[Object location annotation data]
:::

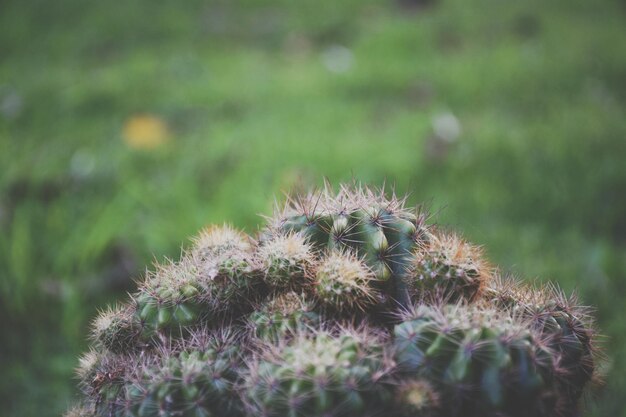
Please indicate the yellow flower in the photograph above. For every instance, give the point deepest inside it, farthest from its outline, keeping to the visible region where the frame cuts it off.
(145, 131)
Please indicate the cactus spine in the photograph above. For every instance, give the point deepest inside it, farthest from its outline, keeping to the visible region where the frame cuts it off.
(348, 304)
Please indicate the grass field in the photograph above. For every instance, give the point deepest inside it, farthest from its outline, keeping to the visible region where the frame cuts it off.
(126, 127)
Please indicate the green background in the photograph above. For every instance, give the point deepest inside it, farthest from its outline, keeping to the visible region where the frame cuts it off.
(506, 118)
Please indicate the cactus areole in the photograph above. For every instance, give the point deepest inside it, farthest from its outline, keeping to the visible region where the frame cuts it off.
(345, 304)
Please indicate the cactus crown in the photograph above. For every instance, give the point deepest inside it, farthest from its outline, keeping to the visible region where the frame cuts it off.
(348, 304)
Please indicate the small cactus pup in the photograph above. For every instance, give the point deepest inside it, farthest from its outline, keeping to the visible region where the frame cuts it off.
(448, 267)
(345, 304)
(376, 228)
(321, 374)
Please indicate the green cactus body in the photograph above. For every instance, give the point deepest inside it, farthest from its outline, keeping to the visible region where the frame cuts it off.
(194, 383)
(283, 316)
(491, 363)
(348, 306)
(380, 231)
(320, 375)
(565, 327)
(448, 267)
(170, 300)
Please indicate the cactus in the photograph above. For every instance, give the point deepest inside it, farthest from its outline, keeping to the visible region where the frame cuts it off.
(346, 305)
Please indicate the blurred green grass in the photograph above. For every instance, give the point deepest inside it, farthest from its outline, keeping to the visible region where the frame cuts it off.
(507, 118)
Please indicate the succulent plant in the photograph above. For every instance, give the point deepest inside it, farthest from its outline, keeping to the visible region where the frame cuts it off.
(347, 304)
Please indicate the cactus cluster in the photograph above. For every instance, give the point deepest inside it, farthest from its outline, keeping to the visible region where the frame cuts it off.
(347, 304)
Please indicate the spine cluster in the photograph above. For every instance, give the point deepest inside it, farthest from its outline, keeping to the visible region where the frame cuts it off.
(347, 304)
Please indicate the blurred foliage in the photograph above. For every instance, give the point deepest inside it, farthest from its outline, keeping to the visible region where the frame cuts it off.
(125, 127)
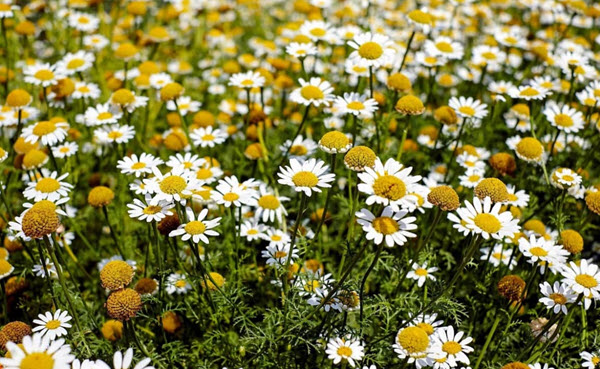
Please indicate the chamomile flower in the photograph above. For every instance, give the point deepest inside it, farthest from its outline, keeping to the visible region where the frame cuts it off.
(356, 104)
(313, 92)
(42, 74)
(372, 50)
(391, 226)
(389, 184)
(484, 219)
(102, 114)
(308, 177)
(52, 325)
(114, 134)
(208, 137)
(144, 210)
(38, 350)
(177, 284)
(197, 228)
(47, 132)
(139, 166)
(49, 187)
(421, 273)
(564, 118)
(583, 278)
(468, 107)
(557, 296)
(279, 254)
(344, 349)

:::

▶ The task:
With both ends included, please retype exactly the lines from the line containing "Please indicate the chamomile" to the final line of the data.

▶ Task solution:
Please indicate the chamomile flower in the photograph above. For every instance, give the point deepest inside it, farthest from its outline, keeping to the visible region where the frame cuts it off.
(356, 104)
(313, 92)
(42, 74)
(372, 50)
(391, 226)
(389, 184)
(484, 219)
(102, 114)
(308, 177)
(52, 325)
(114, 134)
(208, 137)
(144, 210)
(38, 350)
(177, 284)
(197, 228)
(47, 132)
(139, 166)
(49, 187)
(421, 273)
(564, 118)
(583, 278)
(468, 107)
(557, 296)
(279, 254)
(344, 349)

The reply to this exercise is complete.